* _TASK DETAILS_:
Select every line in the listing below that contains the string "wall". Treat uppercase and lowercase letters as distinct.

* _RECORDS PROVIDED_:
______________________________
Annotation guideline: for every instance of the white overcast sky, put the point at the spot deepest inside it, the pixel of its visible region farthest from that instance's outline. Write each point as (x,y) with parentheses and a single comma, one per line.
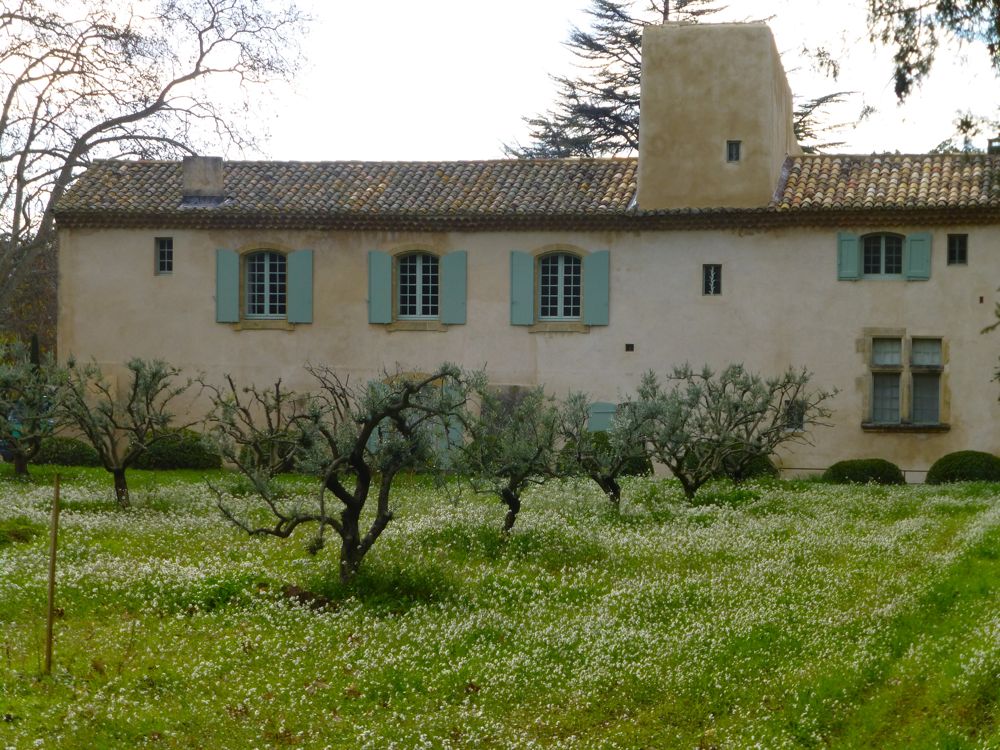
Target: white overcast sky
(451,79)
______________________________
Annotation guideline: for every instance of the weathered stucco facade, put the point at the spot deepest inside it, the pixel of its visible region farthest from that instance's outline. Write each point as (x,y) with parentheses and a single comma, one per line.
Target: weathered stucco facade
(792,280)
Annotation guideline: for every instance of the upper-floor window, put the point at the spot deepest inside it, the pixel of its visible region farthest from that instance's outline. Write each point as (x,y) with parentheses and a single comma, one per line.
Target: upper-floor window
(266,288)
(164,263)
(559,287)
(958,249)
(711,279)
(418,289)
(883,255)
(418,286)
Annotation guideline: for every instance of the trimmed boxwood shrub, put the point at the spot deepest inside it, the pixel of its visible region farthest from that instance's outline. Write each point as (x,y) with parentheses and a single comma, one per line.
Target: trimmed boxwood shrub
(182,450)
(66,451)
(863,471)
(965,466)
______________________________
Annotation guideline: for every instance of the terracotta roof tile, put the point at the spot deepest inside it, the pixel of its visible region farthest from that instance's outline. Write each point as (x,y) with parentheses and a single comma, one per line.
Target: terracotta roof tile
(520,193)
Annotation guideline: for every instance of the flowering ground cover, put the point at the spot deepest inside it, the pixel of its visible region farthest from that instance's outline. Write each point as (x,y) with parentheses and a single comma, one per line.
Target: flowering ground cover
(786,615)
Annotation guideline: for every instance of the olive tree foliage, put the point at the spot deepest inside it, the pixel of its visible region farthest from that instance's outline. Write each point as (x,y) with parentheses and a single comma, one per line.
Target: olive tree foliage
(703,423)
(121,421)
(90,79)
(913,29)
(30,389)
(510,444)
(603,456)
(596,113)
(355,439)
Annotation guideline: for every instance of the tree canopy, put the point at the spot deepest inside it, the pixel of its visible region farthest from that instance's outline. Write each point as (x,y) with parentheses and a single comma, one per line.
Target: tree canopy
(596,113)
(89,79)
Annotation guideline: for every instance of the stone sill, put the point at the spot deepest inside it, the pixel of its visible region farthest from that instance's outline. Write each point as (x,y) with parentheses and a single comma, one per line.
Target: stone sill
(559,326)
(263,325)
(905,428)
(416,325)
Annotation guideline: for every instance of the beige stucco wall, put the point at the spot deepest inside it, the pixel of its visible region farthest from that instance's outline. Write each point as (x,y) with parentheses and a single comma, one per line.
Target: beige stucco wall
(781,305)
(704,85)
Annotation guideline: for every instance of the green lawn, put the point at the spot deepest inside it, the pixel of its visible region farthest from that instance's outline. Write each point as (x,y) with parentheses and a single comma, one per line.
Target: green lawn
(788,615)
______________________________
* _REPLY_:
Annotation guideline: for every instance of the beige stucco wall, put the point at the spot deepest inside it, the pixel of its visible region farthest from that instance's outline. Write each point as (x,y) with parentheses and a single comma, one per line.
Target: beige stucco wall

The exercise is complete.